| EXCERPTED PASSAGE |
◇ ◇ ◇

Market Overview
Crude oil prices experienced a significant decline on Monday, with benchmark Brent crude falling below $100 per barrel. This drop was attributed to renewed optimism surrounding a potential peace framework between the US and Iran, which has led to expectations of a gradual reopening of the Strait of Hormuz and a reduction in the current Middle East risk premium.
Price Movements
Front-month Brent (BRENT) futures saw a decrease of over 5% intraday, settling around $98.12 per barrel. Meanwhile, West Texas Intermediate (WTI) crude dropped approximately 5.2% to about $91.31, marking the largest single-day decline in a week. This volatility underscores the influence of diplomatic developments on oil prices.
Diplomatic Developments
The selloff in oil prices followed reports indicating that Washington and Tehran are nearing a limited agreement aimed at halting direct hostilities, although core disagreements remain unresolved. A draft memorandum is said to propose a phased easing of the US blockade on Iranian vessels and a gradual restoration of normal tanker traffic through the Strait of Hormuz. Additionally, Iranian enriched-uranium stockpiles may be transferred to a third-country custodian as part of a broader confidence-building initiative.
Market Reactions
President Donald Trump has indicated that negotiations are in the "final stages," emphasizing that any agreement must be reciprocal and contingent upon Iran ceasing its blockade of the Strait. He warned that a breakdown in talks or a return to military action could drive crude prices back above $120.
The market's immediate reaction was a widespread sell-off in front-month contracts, with trading ranges fluctuating significantly as news of potential diplomatic progress and skepticism alternated. Brent crude traded between approximately $97.30 and $102.6, while WTI fluctuated between $91.3 and $97, reflecting the market's struggle to assess the likelihood of a deal against the risk of renewed military conflict.
Analyst Insights
Analysts suggest that current prices reflect an expectation of an $80-$90 per barrel environment if the Strait fully reopens and Iranian exports increase, though this outcome is not guaranteed. A senior crude strategist noted that the tentative memorandum lacks a detailed timetable for sanctions relief or port access. A New York-based hedge fund trader added that the market remains vulnerable to sudden spikes in prices due to geopolitical tensions, indicating that the downside is limited until there is tangible evidence of increased oil flow.

◇ ◇ ◇

| ENTRIES SUPPLIED |
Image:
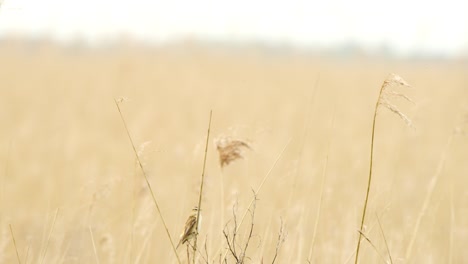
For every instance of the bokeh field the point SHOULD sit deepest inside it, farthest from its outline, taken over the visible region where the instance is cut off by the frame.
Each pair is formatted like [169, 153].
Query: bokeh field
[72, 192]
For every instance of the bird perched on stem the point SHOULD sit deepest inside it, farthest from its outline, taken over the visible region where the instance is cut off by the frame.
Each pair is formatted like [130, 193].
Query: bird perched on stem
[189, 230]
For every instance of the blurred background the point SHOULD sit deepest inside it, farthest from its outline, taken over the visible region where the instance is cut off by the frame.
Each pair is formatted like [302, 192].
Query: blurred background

◇ ◇ ◇

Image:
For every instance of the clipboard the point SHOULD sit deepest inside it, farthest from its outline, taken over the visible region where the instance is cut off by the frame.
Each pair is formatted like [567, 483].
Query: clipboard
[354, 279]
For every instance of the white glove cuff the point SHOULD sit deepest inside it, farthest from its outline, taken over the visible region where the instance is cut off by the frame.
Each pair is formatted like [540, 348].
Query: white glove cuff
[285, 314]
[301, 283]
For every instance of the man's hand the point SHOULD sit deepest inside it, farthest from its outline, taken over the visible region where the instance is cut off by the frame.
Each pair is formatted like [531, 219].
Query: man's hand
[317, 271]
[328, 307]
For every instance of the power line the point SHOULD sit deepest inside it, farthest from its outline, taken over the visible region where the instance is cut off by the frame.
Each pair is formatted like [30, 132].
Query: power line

◇ ◇ ◇

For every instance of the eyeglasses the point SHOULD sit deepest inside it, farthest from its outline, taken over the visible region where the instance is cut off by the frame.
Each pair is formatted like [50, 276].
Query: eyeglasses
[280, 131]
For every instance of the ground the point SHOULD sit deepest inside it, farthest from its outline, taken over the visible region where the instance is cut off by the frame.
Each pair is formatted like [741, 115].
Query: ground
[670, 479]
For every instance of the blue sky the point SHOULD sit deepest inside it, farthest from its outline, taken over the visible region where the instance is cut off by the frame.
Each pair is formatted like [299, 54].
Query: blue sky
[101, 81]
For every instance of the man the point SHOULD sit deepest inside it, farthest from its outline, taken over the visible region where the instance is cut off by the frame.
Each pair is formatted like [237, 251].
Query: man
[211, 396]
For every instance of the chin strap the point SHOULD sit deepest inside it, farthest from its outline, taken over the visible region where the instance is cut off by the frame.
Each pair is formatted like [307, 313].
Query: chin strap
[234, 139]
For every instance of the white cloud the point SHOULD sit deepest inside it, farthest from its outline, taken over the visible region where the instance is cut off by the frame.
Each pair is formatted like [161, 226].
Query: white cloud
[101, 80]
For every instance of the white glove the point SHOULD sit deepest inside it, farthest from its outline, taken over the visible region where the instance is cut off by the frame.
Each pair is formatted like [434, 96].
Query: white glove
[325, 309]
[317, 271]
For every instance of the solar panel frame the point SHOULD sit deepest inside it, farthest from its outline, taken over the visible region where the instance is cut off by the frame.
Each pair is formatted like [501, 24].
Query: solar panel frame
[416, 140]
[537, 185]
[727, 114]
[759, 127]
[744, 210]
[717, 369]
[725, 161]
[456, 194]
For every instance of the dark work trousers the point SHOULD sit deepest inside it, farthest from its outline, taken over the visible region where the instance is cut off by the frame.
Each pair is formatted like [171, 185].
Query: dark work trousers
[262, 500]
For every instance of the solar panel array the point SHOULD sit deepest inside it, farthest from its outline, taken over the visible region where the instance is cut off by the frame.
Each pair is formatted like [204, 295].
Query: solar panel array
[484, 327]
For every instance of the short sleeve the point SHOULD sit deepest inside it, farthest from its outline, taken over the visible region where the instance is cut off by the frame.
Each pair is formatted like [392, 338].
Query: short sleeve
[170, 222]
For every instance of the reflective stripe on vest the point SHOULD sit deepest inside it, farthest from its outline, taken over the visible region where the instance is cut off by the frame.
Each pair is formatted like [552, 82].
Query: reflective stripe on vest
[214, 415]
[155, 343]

◇ ◇ ◇

| ACTIVITY LIST |
(a) From the crude oil report above, reproduce word for word the part that opens with the words containing "Analyst Insights" and closes with "increased oil flow.".
(b) Answer these questions using the crude oil report above:
(i) By approximately what percentage did West Texas Intermediate crude drop?
(ii) Above what price did President Donald Trump warn crude could be driven if talks broke down or military action returned?
(iii) What per-barrel price environment do analysts say current prices reflect if the Strait fully reopens and Iranian exports increase?

| ANSWERS BELOW |
(a)
Analyst Insights
Analysts suggest that current prices reflect an expectation of an $80-$90 per barrel environment if the Strait fully reopens and Iranian exports increase, though this outcome is not guaranteed. A senior crude strategist noted that the tentative memorandum lacks a detailed timetable for sanctions relief or port access. A New York-based hedge fund trader added that the market remains vulnerable to sudden spikes in prices due to geopolitical tensions, indicating that the downside is limited until there is tangible evidence of increased oil flow.

(b)
(i) About 5.2%
(ii) $120
(iii) $80-$90 per barrel